Excerpt to read ::

* * * * * * *

Key words: Feedback, kinetic, kinematic, performance, sprint


           Key Points
  • The linear discriminative analysis allows the identification of starting block parameters differentiating elite from sub-elite athletes.
  • 6-week of feedback does not alter starting block performance in training context.
  • The present results failed to confirm previous studies since feedback did not improve targeted kinetic parameters of the complex motor task in real-world context.

INTRODUCTION

The sprint start is a complex motor task characterized by large forces exerted in the horizontal direction and by the ability to generate these forces in a short time period (Hafez et al., 1985; Harland et al., 1995). The starting position is an important aspect of sprint performance (Schot and Knutzen, 1992), from which the location of the center of mass (CM) and an horizontal CM velocity have been identified as descriptors of a good starting block performance (Mero, 1988). Several other kinetic and kinematic variables such as the rear peak force, the block time, the block leaving velocity and the block leaving acceleration, have been reported as possible parameters influencing starting block performance (Hafez et al., 1985; Harland et al., 1995). Most of these suggestions, however, lacked statistical support. The first part of this study aimed to use the linear discriminant analysis (LDA) to identify which kinetic and kinematic parameters differentiate most the elite from sub-elite sprinters in a starting block task. Discriminant analysis is a useful tool for detecting variables that could distinguish group differences and for classifying subjects into different groups with a better than chance accuracy. The intent of this analysis is to assess which variables are determinants of starting block performance in order to provide athletes with proper training feedback (FB).

In the early sixties, several researchers have stamped FB as being the most important variable affecting performance and learning. It was suggested that FB could increase the performance of a complex laboratory motor task and the rate of improvement on new tasks, enhance performance on overlearned tasks, and make tasks more interesting (Bilodeau and Bilodeau, 1961; Sage, 1984). Based on these assumptions, sprint coaches integrated FB into training sessions to refine athletes’ movement patterns. To date, multiple FB sessions on motor task performance have been conducted mainly on unique sessions (Harland et al., 1995; McClements et al., 1996; Mendoza and Schollhorn, 1993; Sanderson et al., 1991; Smith et al., 1997; Smith and Eason, 1990; Winstein and Schmidt, 1990), have not included skill level as a controlled variable (Kernodle and Carlton, 1992; Smith et al., 1997; Viitasalo et al., 2001; Winstein and Schmidt, 1990; Wulf et al., 1998; Wulf and Weigelt, 1997), and have not monitored the training context (environment in which the training is conducted) (Kernodle and Carlton, 1992; Smith et al., 1997; Smith and Eason, 1990; Viitasalo et al., 2001; Winstein et al., 1994; Winstein and Schmidt, 1990; Wulf et al., 1999). It would be interesting, thus, to observe in a training context whether providing FB during multiple training sessions could improve starting block performance in intermediate sprinters.

* * * * * * *

What to work on ::
A: Answer these questions from the sprint start excerpt:
(i) How long a period of feedback does the key points list mention?
(ii) Which statistical method did the first part of the study use to find the parameters that set elite apart from sub-elite sprinters?
(iii) When did several researchers label feedback the most important variable affecting performance and learning?
B: Please translate this sentence from the sprint start excerpt into Spanish: "Discriminant analysis is a useful tool for detecting variables that could distinguish group differences and for classifying subjects into different groups with a better than chance accuracy."

Collected data:

* * * * * * *

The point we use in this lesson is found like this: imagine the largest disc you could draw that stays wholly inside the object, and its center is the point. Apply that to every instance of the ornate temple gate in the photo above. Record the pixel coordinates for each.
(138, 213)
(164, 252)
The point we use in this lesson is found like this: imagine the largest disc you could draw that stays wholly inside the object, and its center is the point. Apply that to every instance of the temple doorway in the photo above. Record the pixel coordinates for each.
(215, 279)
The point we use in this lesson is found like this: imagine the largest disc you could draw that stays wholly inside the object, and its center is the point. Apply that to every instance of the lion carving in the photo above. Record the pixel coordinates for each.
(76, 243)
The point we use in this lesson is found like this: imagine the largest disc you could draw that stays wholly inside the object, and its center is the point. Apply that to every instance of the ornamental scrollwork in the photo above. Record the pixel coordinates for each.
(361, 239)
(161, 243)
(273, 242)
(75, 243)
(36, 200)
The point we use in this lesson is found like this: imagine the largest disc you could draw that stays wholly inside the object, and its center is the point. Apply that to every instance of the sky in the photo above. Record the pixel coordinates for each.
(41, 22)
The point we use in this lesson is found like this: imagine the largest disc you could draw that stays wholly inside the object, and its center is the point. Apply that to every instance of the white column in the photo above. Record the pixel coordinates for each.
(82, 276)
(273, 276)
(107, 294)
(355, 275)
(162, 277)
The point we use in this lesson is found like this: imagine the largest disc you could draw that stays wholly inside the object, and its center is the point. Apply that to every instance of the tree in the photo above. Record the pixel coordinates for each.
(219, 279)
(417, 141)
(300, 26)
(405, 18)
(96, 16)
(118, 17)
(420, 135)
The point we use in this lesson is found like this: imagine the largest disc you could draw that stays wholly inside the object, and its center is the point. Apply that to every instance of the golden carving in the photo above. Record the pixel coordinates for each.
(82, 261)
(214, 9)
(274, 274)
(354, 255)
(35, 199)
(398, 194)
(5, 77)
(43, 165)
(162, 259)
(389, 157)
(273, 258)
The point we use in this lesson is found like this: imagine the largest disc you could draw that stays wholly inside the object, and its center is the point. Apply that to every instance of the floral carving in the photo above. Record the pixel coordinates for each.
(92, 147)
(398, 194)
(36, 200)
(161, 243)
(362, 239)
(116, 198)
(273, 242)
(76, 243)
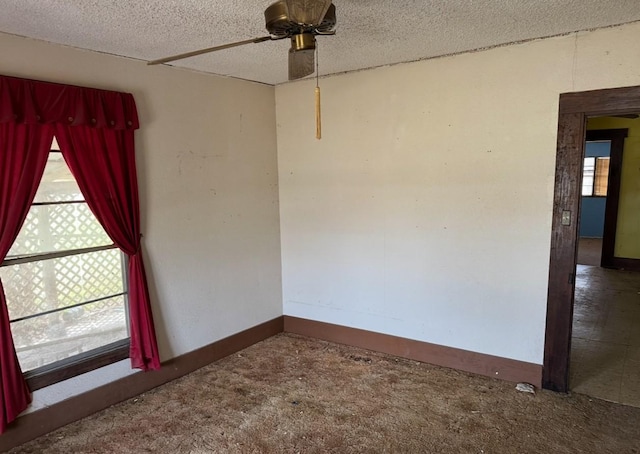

* * * * * * *

Expected results ::
A:
(i) Six weeks.
(ii) Linear discriminant analysis (LDA).
(iii) In the early sixties.

B: El análisis discriminante es una herramienta útil para detectar variables que podrían distinguir diferencias entre grupos y para clasificar a los sujetos en distintos grupos con una precisión mejor que la del azar.